§ **Work instruction**:
Copy exactly the lines of the data below that run from the line holding "Query: dark trousers" through the line holding "written like <point>258,243</point>.", both ends included.

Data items
== Segment start ==

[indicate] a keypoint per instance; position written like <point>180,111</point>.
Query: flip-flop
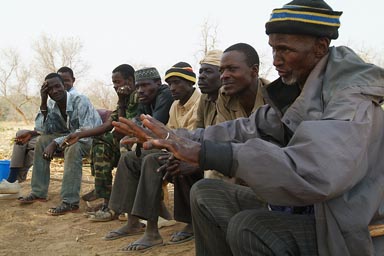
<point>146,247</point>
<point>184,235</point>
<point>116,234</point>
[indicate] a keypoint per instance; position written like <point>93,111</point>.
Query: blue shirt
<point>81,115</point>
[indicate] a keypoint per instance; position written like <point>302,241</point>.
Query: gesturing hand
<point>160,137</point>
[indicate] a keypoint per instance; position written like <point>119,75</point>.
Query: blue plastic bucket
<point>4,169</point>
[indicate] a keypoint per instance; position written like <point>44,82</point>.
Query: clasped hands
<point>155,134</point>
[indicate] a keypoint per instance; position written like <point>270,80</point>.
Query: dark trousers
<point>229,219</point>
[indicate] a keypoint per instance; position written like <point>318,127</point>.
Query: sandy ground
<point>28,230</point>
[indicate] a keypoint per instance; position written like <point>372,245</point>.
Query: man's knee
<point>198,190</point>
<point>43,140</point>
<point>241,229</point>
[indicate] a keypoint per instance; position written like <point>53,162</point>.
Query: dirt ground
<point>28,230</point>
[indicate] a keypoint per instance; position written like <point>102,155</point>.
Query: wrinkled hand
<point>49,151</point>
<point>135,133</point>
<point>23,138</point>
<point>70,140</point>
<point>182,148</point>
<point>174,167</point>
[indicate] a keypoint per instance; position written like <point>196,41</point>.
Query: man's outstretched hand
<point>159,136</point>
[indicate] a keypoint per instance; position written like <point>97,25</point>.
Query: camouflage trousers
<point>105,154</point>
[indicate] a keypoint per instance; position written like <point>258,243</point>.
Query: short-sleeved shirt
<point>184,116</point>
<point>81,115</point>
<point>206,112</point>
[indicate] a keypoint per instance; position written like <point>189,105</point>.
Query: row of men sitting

== Segment end ==

§ **Response**:
Query: dark trousers
<point>229,219</point>
[indicate] a keypoint per instance; position written like <point>318,127</point>.
Query: sandy ground
<point>28,230</point>
[indicate] a keypoint per instance; position written like <point>372,245</point>.
Query: man's knee
<point>198,190</point>
<point>43,140</point>
<point>241,229</point>
[indicate] a keypoint per instance; position written like <point>53,162</point>.
Query: dirt ground
<point>28,230</point>
[indicate] a keypoint per instance; position written like <point>102,155</point>.
Query: wrinkled hand
<point>49,151</point>
<point>135,133</point>
<point>23,138</point>
<point>70,140</point>
<point>182,148</point>
<point>174,167</point>
[indicate] a keypoint per instance; position written like <point>196,41</point>.
Query: man's outstretched hand
<point>159,136</point>
[indicate] a keypoint per instance; position written like <point>97,25</point>.
Query: camouflage trousers
<point>105,154</point>
[indicate] a keypoint per instance; position written like <point>258,243</point>.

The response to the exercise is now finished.